- [Recorded data]:
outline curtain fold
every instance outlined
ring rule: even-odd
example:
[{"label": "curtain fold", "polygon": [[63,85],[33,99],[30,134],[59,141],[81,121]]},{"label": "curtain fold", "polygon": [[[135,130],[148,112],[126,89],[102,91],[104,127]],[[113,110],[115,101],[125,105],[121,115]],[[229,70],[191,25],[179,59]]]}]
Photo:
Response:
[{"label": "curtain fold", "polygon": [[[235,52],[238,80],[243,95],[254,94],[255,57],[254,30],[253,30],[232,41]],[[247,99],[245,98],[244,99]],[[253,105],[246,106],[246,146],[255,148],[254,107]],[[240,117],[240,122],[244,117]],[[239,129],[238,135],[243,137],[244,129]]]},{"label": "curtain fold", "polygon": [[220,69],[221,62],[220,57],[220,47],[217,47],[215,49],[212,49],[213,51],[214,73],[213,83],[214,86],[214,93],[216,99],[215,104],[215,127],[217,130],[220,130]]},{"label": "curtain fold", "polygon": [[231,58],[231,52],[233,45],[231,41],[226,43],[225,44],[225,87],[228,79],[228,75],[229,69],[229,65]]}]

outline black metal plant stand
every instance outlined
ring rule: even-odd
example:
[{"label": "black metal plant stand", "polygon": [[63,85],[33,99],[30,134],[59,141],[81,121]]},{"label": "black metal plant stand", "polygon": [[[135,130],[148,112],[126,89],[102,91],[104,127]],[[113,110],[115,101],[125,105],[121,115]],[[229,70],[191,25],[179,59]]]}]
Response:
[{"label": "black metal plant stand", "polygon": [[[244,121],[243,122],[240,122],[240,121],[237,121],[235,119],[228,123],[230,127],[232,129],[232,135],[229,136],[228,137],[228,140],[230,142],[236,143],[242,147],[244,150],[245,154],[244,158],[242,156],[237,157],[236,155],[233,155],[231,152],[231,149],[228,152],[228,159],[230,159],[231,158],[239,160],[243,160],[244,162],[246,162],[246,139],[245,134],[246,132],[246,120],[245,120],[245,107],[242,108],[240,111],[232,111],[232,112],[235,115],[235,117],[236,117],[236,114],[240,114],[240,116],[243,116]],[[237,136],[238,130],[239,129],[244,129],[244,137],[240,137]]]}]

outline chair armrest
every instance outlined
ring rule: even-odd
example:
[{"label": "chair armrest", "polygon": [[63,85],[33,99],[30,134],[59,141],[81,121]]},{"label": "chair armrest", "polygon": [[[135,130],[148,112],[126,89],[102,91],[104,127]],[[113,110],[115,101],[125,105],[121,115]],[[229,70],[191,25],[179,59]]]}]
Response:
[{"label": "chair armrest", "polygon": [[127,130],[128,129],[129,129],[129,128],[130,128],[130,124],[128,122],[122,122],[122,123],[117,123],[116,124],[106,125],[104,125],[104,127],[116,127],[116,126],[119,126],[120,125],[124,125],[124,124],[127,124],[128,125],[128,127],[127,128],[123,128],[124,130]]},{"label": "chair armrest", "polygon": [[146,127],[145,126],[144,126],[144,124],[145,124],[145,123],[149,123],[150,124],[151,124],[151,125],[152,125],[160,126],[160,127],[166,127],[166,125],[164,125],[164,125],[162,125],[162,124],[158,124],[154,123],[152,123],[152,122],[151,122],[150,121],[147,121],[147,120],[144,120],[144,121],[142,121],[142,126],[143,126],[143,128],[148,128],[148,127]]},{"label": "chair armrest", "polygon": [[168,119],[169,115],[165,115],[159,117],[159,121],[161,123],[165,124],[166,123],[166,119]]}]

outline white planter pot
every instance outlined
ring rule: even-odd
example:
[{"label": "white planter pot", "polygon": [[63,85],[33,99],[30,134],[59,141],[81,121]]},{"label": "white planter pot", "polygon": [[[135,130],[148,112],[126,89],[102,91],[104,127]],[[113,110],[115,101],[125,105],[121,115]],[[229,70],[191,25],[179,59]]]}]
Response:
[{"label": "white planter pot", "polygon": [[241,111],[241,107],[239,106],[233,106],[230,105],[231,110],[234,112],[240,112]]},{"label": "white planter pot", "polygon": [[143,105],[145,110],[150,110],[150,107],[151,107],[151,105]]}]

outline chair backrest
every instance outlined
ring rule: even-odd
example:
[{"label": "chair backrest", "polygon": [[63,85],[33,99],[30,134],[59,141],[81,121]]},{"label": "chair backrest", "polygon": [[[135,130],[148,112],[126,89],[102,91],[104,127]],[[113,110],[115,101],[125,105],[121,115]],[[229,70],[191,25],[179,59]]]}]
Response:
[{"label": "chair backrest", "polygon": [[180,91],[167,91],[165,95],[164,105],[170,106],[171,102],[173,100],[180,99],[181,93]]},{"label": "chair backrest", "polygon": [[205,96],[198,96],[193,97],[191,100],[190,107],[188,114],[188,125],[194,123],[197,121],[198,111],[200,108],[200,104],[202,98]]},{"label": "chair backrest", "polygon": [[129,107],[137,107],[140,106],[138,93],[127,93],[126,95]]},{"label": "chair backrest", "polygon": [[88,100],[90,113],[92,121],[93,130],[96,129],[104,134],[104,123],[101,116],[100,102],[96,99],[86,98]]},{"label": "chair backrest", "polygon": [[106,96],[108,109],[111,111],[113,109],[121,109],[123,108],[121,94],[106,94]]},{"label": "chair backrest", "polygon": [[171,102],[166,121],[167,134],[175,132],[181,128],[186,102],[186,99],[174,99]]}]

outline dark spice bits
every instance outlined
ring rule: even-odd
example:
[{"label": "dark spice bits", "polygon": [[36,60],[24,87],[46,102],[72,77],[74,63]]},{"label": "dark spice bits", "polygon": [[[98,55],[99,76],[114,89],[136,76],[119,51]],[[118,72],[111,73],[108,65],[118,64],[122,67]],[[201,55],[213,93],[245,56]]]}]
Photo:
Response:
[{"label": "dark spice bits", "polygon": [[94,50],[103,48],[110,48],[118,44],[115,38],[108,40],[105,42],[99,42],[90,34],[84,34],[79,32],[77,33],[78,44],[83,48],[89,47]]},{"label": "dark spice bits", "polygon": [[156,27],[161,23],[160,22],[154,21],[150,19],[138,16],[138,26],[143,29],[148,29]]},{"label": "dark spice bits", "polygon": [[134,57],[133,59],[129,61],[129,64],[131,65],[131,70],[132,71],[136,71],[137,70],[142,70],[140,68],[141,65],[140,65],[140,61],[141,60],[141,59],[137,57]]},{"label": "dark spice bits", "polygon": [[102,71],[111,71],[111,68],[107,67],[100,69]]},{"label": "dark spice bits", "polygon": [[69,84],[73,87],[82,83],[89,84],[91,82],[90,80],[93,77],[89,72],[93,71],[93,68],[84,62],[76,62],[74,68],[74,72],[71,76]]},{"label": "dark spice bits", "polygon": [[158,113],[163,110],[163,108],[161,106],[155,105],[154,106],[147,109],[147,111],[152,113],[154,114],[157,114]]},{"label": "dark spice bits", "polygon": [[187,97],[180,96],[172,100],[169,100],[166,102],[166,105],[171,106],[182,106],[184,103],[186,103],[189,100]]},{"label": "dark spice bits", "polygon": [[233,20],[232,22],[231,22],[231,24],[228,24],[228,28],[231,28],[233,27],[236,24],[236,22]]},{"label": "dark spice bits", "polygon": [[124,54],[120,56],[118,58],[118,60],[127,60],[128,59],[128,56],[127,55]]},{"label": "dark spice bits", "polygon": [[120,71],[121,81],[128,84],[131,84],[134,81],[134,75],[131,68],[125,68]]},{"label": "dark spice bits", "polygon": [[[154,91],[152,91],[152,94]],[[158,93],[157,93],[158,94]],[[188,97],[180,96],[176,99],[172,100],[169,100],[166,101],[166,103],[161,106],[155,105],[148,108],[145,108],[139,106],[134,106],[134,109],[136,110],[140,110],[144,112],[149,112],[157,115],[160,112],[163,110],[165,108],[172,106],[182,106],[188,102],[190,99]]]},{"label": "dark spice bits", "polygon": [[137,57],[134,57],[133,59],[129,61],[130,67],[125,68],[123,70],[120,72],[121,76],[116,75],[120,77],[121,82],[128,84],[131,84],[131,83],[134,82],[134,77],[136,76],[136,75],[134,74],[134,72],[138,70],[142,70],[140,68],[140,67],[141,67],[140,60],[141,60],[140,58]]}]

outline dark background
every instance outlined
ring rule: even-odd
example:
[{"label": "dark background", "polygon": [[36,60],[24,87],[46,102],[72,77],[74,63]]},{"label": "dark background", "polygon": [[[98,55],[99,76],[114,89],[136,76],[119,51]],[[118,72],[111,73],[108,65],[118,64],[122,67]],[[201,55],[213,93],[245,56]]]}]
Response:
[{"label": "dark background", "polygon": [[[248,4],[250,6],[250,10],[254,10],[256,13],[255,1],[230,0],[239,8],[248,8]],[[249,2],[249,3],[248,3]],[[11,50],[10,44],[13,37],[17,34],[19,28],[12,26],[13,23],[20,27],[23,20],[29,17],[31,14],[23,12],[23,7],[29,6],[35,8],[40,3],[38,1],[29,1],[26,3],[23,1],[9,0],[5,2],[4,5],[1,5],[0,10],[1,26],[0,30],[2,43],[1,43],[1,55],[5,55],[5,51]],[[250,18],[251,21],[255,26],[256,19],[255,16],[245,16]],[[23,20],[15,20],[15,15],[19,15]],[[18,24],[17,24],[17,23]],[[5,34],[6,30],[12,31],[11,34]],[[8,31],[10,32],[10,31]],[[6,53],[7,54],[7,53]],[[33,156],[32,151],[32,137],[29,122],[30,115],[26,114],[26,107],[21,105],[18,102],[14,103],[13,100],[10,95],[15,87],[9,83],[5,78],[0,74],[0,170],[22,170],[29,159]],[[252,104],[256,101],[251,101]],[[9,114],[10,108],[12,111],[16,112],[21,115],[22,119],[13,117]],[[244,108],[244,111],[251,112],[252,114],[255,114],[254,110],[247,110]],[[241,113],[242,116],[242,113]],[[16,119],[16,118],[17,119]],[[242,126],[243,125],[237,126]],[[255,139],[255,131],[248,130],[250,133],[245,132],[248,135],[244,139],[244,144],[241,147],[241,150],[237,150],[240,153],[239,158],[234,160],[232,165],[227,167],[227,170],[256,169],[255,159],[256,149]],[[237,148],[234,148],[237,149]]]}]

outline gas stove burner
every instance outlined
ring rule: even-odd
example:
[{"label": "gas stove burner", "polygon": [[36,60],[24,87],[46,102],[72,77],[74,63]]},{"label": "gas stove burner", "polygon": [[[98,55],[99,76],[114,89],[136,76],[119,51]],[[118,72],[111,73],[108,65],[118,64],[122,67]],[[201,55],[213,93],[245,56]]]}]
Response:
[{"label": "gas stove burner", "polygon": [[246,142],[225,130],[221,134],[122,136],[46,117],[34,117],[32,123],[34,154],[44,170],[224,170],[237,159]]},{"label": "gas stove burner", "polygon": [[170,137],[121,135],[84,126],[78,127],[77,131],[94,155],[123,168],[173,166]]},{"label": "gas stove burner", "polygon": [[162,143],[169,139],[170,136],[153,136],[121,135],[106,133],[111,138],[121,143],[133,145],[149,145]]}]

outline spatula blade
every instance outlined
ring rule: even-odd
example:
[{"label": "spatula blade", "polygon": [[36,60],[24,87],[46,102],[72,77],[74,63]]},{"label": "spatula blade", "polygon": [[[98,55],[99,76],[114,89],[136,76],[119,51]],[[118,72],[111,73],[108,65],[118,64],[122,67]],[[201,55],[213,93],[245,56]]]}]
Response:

---

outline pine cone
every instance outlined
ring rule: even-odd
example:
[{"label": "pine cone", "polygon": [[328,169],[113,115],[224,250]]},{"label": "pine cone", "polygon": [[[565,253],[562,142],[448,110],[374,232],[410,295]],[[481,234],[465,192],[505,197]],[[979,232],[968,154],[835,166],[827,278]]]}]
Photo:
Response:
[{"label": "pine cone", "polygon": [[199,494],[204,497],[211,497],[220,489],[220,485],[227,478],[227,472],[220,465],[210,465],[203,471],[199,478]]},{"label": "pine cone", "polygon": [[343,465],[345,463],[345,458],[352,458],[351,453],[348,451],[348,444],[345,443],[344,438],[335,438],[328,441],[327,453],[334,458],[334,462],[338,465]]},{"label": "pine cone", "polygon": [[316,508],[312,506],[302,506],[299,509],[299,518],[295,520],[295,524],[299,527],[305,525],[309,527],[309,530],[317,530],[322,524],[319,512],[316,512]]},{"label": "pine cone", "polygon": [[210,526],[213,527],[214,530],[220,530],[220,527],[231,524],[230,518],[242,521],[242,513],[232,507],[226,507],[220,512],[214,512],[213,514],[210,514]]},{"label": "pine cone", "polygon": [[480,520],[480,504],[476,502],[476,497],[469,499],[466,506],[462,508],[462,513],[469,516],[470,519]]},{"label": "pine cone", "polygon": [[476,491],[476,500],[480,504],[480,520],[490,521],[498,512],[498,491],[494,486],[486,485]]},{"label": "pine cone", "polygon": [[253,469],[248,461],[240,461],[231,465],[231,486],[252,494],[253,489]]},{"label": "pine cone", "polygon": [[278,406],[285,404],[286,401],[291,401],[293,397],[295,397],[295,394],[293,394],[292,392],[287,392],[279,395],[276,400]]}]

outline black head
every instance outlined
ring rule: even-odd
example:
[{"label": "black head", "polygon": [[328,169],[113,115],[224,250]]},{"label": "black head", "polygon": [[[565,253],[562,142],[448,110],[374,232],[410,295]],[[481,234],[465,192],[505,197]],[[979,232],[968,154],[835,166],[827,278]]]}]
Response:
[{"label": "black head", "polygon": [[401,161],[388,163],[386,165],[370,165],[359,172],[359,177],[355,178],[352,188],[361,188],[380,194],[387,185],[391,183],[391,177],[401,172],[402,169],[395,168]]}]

==

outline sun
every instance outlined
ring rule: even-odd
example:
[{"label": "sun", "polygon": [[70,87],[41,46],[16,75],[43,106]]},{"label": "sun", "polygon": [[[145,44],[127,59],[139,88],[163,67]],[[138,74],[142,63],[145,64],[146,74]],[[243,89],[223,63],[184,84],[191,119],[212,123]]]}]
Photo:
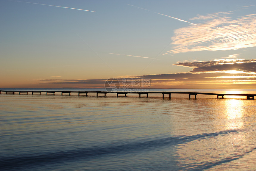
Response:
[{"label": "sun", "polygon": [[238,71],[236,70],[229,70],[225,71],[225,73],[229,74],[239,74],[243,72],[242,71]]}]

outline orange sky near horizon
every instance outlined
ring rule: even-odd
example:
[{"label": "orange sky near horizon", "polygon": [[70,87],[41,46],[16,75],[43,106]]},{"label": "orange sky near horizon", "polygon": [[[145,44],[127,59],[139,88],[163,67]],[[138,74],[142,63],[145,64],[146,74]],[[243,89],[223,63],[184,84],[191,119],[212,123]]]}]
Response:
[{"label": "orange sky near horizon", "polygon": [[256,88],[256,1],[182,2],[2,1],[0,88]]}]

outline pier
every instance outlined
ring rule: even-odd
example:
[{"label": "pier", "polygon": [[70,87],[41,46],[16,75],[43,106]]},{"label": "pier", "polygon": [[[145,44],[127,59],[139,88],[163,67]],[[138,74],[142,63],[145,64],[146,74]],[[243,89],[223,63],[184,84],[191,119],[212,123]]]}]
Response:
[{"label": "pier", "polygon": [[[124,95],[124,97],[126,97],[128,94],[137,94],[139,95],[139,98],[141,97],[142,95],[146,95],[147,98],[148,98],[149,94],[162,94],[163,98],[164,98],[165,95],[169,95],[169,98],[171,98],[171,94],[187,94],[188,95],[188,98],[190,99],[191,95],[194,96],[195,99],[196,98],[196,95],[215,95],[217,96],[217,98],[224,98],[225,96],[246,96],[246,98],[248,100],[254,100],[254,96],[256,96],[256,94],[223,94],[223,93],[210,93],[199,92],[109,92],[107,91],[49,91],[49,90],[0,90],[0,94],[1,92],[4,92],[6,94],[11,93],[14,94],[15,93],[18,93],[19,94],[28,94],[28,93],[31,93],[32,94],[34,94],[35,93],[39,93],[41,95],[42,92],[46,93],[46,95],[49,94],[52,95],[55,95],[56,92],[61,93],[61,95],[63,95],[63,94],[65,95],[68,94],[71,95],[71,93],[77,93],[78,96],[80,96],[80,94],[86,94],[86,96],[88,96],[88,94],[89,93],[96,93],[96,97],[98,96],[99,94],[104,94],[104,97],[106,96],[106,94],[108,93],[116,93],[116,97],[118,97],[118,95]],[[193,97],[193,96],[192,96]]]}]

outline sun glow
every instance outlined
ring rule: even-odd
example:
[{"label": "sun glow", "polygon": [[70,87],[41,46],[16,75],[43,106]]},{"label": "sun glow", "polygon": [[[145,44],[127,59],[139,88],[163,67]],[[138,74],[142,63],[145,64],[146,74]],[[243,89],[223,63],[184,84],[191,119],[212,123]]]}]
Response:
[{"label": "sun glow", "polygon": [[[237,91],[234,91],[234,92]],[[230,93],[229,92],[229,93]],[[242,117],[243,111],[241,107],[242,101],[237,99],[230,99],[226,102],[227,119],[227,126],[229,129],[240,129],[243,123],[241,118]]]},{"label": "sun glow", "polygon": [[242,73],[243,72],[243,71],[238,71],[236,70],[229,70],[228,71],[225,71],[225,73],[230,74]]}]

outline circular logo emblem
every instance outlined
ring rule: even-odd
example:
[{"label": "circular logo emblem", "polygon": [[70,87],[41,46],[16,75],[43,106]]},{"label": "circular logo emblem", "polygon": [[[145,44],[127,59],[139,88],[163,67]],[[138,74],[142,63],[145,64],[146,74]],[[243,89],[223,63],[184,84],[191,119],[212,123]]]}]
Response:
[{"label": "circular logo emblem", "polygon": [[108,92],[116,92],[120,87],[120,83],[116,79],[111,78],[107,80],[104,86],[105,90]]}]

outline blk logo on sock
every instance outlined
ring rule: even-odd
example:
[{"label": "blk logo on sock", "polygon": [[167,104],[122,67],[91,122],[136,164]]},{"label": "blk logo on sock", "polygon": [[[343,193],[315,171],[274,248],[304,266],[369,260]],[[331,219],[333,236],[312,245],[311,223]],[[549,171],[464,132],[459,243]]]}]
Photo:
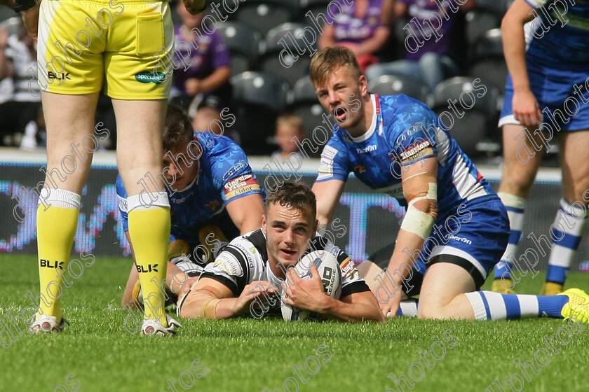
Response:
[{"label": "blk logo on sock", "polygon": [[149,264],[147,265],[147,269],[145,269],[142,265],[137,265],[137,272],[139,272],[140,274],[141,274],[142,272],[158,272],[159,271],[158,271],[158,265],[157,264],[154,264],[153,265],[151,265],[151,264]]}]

- [Task requirements]:
How many lines in the entries above contain the string "fold"? Case matters. Reply with only the number.

- [Response for this exercise]:
3